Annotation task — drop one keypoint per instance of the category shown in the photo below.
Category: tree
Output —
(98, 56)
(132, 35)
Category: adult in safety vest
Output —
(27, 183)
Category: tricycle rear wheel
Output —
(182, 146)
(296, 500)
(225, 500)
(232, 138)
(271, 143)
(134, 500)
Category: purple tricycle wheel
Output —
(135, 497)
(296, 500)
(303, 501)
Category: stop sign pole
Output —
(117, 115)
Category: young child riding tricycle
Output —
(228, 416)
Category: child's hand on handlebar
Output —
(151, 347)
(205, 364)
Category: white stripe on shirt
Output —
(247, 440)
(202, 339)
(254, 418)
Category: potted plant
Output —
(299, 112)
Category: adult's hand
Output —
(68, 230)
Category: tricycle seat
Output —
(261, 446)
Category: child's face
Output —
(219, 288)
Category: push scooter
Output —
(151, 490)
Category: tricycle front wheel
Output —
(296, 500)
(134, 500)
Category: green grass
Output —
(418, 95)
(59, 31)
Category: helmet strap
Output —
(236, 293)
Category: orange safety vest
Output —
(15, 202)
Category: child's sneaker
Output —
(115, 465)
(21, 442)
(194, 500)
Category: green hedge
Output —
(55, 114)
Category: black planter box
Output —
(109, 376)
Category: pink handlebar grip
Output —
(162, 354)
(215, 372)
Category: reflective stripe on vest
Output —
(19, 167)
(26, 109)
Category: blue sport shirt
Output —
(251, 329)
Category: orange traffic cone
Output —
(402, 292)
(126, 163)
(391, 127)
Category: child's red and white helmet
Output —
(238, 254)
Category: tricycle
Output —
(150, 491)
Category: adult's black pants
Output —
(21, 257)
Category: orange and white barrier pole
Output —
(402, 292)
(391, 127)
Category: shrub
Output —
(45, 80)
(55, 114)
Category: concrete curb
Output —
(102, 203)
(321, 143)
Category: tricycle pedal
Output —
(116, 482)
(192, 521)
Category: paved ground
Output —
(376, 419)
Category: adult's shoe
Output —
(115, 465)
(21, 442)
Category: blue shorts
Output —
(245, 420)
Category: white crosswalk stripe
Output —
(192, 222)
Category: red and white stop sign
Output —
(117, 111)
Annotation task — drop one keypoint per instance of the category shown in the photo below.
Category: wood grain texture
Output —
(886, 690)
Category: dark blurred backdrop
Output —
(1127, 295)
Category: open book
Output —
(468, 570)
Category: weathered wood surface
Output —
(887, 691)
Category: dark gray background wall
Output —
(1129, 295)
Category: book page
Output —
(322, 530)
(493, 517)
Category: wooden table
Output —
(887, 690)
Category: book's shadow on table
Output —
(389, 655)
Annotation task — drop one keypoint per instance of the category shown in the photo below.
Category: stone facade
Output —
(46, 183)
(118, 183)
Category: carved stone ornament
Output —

§ **Task instructions**:
Extract every line containing the string "handlebar" from the material.

§ **Exercise answer**:
Category: child's hand on handlebar
Category: pink handlebar grip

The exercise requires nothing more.